Selected excerpt ▸
Ferring and Roche Collaborate on Personalized Infertility Treatment
By LabMedica International staff writers
Posted on 15 Dec 2014
Ferring Pharmaceuticals (Saint-Prex, Switzerland) and Roche (Basel, Switzerland) have announced a companion diagnostic (CDx) collaboration to improve clinical management of infertility treatment by improved tailoring to a woman’s specific needs. A rapid diagnostic hormone test from Roche will be used in developing personalized therapy with Ferring’s human cell line derived recombinant follicle-stimulating hormone (human rFSH), a gonadotrophin currently in phase III development. Posted on 15 Dec 2014
Roche’s automated “Elecsys AMH” assay aims to assess anti-Müllerian hormone (AMH) levels, a measure of a woman’s ovarian reserve and of her ovarian response to infertility treatment with gonadotrophin. With this information, doctors will be better able to deliver a personalized dose of Ferring’s human rFSH. Also, unlike manual AMH testing that can take up to several hours to produce results, Elecsys AMH takes only 18 minutes, making it appropriate for routine clinical use.
This unique approach in personalized fertility medicine may provide a better treatment option. Personalized dosing according to a woman’s AMH level, if successful, may improve predictability of infertility treatment and, as a result, lower the potential burden of treatment for women and couples seeking to conceive through assisted reproductive technology.

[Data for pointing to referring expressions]

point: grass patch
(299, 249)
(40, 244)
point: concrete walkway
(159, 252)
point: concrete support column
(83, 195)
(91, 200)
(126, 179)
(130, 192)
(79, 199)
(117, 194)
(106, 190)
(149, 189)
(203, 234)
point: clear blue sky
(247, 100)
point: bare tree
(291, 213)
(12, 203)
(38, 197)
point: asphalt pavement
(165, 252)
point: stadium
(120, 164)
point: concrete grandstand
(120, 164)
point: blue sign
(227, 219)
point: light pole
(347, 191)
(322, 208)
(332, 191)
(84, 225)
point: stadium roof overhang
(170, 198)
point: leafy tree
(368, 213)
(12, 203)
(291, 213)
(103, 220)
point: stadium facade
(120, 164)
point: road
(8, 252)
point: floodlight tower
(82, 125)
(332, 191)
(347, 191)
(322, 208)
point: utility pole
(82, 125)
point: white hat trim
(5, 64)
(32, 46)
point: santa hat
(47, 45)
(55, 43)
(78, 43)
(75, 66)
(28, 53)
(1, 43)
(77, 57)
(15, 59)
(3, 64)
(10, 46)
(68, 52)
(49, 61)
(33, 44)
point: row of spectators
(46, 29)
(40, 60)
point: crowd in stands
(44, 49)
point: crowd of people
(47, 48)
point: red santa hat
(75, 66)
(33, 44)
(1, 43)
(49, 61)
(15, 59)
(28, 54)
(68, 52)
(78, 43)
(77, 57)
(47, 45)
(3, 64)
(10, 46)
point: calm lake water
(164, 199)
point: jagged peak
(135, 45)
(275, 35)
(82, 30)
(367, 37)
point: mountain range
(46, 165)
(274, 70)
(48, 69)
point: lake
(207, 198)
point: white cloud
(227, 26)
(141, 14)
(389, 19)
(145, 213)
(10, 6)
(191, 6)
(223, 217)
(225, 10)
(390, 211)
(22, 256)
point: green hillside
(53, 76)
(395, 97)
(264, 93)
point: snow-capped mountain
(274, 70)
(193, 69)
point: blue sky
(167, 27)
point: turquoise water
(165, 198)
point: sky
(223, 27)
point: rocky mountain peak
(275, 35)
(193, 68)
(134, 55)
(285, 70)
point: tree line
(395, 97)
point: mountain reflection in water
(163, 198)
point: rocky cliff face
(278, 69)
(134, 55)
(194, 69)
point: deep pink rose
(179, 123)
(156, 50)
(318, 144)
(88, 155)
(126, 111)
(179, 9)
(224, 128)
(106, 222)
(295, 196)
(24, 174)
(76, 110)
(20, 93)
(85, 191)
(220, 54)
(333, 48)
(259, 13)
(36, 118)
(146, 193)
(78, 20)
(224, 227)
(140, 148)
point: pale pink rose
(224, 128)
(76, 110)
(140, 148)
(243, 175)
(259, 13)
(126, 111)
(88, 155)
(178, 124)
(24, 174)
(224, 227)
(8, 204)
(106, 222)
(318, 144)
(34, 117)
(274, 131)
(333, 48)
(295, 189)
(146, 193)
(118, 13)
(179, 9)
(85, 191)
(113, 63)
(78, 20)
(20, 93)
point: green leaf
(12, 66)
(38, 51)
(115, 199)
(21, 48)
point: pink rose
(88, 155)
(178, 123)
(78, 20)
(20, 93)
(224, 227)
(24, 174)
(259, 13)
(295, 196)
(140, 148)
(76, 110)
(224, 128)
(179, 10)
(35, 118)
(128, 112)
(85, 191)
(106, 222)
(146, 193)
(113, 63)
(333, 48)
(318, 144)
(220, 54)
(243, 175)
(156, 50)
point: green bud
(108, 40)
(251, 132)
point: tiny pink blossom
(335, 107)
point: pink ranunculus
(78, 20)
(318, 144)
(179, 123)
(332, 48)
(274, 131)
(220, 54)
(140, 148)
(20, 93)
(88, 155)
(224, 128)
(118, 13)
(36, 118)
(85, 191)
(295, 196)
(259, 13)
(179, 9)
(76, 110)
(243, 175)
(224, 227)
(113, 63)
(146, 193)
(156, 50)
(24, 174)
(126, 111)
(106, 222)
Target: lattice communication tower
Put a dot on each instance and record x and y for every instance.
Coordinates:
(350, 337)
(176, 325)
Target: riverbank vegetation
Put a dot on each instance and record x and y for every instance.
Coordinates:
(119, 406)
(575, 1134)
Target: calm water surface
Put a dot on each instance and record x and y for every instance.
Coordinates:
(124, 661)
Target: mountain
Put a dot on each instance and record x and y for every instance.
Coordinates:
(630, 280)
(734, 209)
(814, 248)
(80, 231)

Exercise tasks ▸
(1) According to the article on the Ferring and Roche collaboration, how long does the Elecsys AMH assay take to produce results?
(2) Retype the part of the article on the Ferring and Roche collaboration between "This unique approach" and "assisted reproductive technology.", inclusive.
The records have nothing to do with the article on the Ferring and Roche collaboration.

Answers to this exercise ▸
(1) It takes only 18 minutes.

(2)
This unique approach in personalized fertility medicine may provide a better treatment option. Personalized dosing according to a woman’s AMH level, if successful, may improve predictability of infertility treatment and, as a result, lower the potential burden of treatment for women and couples seeking to conceive through assisted reproductive technology.